= DATA FOR THIS EXERCISE =

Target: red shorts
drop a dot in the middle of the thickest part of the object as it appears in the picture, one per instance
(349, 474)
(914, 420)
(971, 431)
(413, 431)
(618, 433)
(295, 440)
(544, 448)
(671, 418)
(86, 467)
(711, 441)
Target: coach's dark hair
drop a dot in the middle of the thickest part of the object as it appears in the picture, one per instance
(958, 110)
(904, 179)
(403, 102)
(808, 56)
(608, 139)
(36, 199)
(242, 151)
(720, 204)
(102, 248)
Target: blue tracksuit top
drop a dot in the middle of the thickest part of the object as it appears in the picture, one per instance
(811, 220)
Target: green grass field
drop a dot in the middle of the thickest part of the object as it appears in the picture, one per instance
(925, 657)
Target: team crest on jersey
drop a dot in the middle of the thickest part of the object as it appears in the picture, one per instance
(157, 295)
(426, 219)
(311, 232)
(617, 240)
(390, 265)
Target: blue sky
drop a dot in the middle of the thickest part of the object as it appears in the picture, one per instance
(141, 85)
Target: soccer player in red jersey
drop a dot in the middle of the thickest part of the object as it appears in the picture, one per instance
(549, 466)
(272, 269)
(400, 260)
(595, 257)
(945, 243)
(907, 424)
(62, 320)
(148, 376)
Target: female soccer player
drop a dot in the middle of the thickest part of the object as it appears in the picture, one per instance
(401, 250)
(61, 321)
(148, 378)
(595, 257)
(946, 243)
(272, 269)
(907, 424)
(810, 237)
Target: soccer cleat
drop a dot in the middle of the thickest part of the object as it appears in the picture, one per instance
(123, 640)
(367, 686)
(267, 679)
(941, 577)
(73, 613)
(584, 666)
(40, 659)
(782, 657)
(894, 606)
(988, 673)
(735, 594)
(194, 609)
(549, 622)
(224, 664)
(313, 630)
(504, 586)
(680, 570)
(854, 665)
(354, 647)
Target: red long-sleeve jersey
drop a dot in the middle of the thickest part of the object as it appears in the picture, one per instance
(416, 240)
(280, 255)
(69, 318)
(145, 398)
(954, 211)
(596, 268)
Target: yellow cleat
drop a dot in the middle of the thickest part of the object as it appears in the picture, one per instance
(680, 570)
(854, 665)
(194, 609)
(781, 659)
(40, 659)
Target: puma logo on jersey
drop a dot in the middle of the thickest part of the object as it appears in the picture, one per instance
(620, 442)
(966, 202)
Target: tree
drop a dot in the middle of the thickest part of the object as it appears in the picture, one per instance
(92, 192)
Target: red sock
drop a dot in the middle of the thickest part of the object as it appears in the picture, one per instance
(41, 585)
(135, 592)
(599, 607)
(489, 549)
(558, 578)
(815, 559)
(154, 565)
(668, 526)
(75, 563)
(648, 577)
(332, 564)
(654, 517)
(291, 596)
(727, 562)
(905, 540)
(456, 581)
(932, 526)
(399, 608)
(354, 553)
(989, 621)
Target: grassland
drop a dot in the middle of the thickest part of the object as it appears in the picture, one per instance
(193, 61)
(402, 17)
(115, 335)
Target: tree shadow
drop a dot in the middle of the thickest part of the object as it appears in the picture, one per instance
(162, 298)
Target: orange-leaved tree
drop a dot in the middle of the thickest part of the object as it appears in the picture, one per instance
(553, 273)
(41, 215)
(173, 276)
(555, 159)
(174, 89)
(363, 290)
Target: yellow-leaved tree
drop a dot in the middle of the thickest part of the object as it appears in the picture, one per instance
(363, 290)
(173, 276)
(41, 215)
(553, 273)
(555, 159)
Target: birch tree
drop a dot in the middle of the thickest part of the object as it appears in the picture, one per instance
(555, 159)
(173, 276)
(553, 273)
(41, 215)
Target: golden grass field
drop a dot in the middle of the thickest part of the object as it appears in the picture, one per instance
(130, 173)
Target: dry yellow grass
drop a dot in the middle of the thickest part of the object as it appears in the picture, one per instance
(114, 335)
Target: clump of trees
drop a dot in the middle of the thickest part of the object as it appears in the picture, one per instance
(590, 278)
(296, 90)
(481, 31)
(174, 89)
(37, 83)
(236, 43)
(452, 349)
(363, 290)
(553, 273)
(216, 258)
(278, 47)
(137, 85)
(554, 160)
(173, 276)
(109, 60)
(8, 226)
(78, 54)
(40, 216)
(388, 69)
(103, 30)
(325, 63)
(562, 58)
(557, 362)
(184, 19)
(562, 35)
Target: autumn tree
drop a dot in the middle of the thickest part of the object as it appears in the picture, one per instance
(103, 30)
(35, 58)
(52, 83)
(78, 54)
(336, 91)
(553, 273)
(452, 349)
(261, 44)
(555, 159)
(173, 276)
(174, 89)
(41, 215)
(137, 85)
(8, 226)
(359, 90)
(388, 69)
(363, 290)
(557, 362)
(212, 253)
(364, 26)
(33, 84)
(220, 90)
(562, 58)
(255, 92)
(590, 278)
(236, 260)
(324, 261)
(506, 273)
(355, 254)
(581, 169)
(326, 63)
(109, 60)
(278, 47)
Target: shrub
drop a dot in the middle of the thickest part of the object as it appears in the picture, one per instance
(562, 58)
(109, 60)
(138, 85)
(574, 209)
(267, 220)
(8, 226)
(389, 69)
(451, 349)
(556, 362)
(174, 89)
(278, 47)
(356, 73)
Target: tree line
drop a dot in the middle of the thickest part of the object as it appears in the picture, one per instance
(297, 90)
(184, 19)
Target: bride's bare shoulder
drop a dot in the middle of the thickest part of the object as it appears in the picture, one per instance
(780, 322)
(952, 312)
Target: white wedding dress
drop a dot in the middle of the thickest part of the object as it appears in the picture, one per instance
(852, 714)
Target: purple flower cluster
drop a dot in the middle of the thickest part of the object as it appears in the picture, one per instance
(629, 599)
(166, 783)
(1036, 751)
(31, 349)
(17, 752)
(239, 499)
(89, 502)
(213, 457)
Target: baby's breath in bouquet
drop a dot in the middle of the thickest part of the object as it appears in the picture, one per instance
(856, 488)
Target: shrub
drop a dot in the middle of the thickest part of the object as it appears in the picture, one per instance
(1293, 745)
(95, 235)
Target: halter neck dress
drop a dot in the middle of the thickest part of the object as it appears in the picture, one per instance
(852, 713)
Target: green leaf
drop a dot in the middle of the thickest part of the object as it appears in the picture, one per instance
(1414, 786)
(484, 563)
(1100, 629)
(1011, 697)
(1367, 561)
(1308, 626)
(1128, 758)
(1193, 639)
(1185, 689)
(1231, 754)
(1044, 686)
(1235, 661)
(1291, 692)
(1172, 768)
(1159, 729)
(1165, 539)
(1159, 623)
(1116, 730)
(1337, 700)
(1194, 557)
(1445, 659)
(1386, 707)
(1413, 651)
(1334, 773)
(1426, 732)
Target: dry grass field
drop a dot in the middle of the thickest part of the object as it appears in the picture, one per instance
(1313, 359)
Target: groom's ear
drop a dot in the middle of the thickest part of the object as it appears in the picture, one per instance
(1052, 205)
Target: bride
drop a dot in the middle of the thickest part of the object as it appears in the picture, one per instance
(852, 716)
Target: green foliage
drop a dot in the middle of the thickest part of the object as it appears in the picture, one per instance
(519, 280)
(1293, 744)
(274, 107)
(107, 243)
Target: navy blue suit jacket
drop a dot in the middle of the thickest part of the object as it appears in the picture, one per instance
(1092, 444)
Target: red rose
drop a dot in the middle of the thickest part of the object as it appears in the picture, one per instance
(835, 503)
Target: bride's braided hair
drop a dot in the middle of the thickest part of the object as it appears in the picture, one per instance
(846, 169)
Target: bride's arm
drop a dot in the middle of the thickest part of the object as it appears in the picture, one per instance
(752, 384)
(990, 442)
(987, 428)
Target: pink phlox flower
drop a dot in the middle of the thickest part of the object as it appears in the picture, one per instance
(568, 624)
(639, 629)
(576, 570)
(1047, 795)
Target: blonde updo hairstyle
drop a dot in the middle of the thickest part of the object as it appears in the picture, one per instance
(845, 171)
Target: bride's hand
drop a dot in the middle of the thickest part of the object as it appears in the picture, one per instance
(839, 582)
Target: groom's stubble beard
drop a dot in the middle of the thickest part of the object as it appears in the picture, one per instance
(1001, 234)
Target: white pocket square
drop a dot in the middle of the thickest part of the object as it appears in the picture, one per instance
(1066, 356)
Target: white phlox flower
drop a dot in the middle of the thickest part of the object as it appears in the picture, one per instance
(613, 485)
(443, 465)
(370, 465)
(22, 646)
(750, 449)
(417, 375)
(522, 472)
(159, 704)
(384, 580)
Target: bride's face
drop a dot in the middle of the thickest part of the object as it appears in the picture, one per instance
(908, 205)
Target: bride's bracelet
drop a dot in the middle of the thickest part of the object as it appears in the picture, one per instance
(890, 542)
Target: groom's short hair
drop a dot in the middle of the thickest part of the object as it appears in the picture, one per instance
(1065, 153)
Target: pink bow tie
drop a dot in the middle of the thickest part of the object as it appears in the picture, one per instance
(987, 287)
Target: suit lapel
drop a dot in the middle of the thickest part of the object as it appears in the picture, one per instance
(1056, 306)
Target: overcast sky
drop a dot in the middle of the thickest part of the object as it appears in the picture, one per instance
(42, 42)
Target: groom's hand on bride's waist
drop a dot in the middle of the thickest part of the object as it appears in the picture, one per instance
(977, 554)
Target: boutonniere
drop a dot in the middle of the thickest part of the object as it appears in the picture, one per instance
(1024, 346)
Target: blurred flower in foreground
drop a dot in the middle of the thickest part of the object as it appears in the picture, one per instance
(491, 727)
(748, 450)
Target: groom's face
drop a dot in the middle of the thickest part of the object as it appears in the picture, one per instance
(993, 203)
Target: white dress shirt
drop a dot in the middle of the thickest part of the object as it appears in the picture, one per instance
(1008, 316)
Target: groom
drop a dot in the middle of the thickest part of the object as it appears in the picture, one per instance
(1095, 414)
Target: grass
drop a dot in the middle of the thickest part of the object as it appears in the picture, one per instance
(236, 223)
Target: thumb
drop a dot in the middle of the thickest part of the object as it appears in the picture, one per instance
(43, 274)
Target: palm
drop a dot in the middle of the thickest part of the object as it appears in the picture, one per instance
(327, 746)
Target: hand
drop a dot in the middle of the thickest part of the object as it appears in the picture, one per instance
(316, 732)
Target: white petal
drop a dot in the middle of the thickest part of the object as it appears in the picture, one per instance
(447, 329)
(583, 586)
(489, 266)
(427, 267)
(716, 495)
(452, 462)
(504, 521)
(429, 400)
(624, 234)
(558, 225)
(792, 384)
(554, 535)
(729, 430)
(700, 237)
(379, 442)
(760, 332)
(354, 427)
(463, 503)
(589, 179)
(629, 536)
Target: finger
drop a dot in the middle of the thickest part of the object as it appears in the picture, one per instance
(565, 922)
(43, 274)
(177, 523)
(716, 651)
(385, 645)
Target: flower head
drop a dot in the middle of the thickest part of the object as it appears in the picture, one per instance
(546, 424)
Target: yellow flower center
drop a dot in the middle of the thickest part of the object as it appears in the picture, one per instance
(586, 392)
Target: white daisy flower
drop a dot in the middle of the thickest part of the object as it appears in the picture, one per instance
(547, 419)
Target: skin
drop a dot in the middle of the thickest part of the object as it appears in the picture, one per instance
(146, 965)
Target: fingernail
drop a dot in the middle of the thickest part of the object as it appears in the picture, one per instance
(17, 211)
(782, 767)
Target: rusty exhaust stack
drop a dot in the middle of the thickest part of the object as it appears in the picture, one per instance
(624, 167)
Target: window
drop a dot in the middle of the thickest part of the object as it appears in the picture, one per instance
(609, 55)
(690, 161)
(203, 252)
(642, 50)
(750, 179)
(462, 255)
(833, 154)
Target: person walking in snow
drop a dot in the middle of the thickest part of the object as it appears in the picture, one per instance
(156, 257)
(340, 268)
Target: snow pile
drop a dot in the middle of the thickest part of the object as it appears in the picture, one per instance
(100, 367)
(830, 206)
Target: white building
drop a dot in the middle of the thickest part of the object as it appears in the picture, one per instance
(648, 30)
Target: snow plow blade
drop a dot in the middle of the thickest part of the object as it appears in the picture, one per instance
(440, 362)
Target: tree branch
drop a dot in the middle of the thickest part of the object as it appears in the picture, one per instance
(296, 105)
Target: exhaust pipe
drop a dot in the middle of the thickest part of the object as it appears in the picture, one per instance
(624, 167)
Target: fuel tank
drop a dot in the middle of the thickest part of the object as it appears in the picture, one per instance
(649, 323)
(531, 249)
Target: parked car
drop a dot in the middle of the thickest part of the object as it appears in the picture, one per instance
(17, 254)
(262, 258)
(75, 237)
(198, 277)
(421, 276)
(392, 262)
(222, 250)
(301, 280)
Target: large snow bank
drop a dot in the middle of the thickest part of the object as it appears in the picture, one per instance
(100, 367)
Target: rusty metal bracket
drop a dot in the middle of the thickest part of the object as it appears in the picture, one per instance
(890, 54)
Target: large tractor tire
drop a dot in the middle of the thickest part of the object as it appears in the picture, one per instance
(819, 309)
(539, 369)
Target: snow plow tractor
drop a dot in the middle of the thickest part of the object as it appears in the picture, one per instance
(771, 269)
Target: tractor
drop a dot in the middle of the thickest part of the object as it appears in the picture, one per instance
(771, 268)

= WRITTEN TASK =
Can you quote the lines of the material above, from the line containing "Target: parked car" through the last line, inclusive?

= SOLUTION =
Target: parked car
drop a dot in the middle of the thickest part of the object as it appears in the picture, one per instance
(17, 254)
(262, 258)
(75, 237)
(198, 277)
(421, 276)
(392, 262)
(222, 250)
(301, 280)
Target: large snow bank
drop a dot in the middle of the thickest part of the object as it appears in the picture, one per instance
(100, 367)
Target: rusty metal bracket
drop a dot in the middle of the thickest part of the object as it appears in the picture, one per instance
(890, 54)
Target: large tractor tire
drop a dot in the middle of the thickest part of the object as it appears in the picture, one per instance
(819, 309)
(539, 369)
Target: snow plow tractor
drop a dot in the middle of the thickest part of the object as it appears in the picture, one per instance
(771, 269)
Target: tractor
drop a dot in the middle of the thickest part of the object as it appears in the picture, one per instance
(771, 268)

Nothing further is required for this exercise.